=== Exercise description ===
Reproduce the first line of the entries that follow and each later line, word for word, ending with the one containing "Game engine object recognition — detect goose wing".

=== Records provided ===
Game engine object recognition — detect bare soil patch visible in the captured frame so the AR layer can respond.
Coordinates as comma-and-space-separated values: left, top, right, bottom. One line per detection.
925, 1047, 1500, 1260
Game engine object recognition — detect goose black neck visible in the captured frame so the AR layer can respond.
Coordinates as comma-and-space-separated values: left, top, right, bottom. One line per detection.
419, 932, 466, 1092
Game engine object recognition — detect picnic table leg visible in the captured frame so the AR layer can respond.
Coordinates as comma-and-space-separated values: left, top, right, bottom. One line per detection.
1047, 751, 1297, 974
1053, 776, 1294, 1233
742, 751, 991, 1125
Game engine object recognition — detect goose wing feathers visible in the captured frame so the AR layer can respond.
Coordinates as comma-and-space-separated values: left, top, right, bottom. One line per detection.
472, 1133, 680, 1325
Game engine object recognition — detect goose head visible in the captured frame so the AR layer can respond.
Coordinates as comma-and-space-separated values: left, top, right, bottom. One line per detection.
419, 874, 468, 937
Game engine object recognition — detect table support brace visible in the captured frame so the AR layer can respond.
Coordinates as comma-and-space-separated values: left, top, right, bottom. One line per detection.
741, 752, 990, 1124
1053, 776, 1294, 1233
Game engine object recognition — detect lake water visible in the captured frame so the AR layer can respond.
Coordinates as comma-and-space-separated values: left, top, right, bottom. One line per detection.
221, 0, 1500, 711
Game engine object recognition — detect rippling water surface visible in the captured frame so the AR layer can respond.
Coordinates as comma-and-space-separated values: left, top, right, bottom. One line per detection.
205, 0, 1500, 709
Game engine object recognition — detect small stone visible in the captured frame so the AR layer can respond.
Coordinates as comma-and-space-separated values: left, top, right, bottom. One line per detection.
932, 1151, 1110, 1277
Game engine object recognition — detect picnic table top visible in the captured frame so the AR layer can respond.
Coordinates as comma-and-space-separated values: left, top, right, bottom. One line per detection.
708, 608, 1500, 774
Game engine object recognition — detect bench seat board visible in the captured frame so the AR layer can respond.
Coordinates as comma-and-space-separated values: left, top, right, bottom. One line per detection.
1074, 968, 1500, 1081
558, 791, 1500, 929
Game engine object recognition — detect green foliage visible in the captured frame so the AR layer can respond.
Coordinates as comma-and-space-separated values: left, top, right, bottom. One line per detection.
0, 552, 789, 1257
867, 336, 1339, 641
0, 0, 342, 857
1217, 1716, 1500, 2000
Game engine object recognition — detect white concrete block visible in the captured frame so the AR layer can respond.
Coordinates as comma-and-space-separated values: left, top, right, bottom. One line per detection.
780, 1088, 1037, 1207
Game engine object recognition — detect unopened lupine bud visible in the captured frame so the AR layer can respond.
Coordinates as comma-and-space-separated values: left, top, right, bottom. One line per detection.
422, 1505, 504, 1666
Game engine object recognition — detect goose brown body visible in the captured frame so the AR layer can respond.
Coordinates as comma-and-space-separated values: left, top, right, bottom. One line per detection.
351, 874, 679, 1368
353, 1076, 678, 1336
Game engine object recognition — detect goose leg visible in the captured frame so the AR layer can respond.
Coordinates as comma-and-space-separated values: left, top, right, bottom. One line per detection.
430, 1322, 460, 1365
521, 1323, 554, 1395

=== Answer for the task ===
Game engine object recognition — detect bare soil patch visible in the captured frame so the AR layer can respond.
Coordinates as comma-and-space-separated values: left, top, right, bottom. One line per detection.
925, 1047, 1500, 1260
Game engine object recognition — detect goose black neck visible in the captured frame so the AR layer can respond.
Coordinates as comma-and-space-separated values: left, top, right, bottom. One line per detection.
419, 932, 466, 1092
Game engine object recognition — detect picnic table leg visible in the captured frame so the AR layer can respond.
Coordinates as comma-and-space-separated values: left, top, right, bottom. One line per detection.
1047, 751, 1297, 974
1053, 776, 1294, 1233
742, 751, 991, 1125
Game engine object recognition — detect goose wing feathers visible in the captured frame so the AR layer can respond.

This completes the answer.